• EXERCISE: The pictures are to be dropped, and the records below are to be restated word for word.

• Natural language region descriptions:
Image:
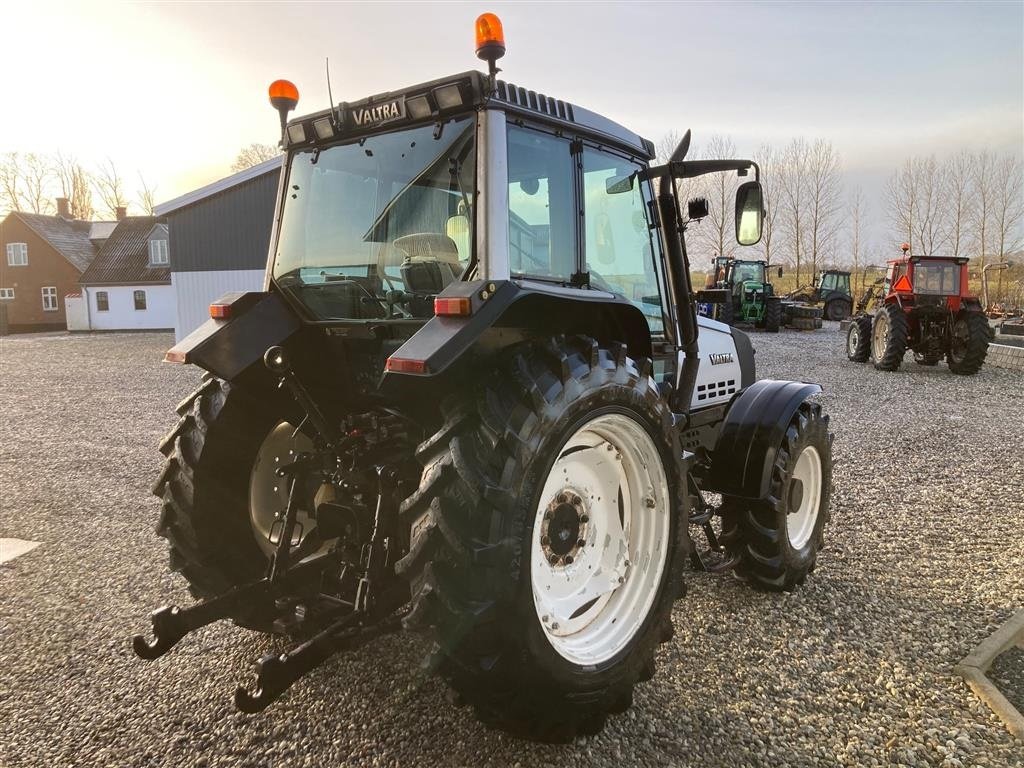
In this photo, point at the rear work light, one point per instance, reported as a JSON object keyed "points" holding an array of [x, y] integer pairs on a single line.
{"points": [[456, 306], [404, 366]]}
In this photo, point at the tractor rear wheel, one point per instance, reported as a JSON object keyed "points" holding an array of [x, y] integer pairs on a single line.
{"points": [[205, 488], [969, 345], [549, 538], [773, 314], [889, 332], [838, 309], [777, 539], [858, 339]]}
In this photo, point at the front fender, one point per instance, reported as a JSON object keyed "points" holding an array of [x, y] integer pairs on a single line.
{"points": [[751, 435]]}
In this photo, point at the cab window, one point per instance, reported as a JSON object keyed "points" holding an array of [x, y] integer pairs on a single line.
{"points": [[542, 213], [617, 246]]}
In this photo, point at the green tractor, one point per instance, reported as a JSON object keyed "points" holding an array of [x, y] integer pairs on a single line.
{"points": [[830, 292], [751, 297]]}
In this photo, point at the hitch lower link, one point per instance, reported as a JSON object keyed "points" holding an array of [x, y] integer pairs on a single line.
{"points": [[373, 612]]}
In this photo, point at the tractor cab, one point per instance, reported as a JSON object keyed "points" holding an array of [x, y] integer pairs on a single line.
{"points": [[927, 281], [833, 281]]}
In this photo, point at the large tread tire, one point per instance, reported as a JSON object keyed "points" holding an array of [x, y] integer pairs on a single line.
{"points": [[757, 532], [204, 488], [471, 521], [966, 357], [858, 339], [773, 314], [887, 353]]}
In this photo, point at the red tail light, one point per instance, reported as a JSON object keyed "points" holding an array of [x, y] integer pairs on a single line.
{"points": [[404, 366], [453, 306]]}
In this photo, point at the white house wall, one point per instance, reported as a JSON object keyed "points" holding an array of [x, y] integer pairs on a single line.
{"points": [[122, 315], [196, 291]]}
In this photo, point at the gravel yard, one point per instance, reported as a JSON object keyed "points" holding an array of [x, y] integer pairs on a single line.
{"points": [[925, 558]]}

• ANSWER BOX:
Image:
In this photo, point at the rear work light, one point per instance, reported as a JSON object keyed "points" holding an array of [x, y] integer pairs on a single line.
{"points": [[456, 306], [404, 366]]}
In this photo, point at the tractor rear wheel, one point per instance, reported as a JSON object keyed "points" holding an array of [x, y] integer pairs on a single line.
{"points": [[205, 488], [969, 345], [549, 538], [773, 314], [889, 332], [838, 309], [777, 539], [858, 339]]}
In this photo, point at the front fender, one point per instance, reported as a JSON object keyed "points" holding an array of [x, y] integer pairs on a single line.
{"points": [[751, 435]]}
In this photo, point at the cab window, one point per instance, reported as a JSON object keyed "points" holding an array of [x, y] integer pairs on a single line.
{"points": [[542, 213], [617, 246]]}
In this photo, point at the green tractor, one point per instance, reported as a JSON object keyed "points" holding an array of [x, y] integer pairs on a single line.
{"points": [[830, 292], [751, 297]]}
In this photo, point at the hitch lower link, one point per instance, reported as a JSON object keyed "points" holding an array of [x, y] integer pairs on a single line.
{"points": [[373, 612]]}
In this photo, point at the tractor cab, one point per instance, reported as a JSON object keyed "points" holding an array of [x, y] integer pairs on a single line.
{"points": [[927, 281], [833, 281]]}
In this photo, point at the large tread tire, one point per instance, reported as a JSON object keyed "points" holding an array of [x, y] integer pairs on a single line.
{"points": [[757, 532], [204, 488], [471, 521], [966, 357], [858, 339], [773, 314], [887, 353]]}
In this photo, point at the red tail light, one point per instance, reported as a JSON object keyed "points" holding an array of [x, y] integer pairs on a single line.
{"points": [[404, 366], [453, 306]]}
In this photo, point at the white house wall, one point per instance, reported as a JSON object keyed "points" holding an array of [x, y] integer pairs on a single line.
{"points": [[122, 315], [196, 291]]}
In this photo, point at the gravel yard, one point per instance, reported as a JSON object keyed "points" holding an array of [x, y] integer pairs on a single line.
{"points": [[925, 558]]}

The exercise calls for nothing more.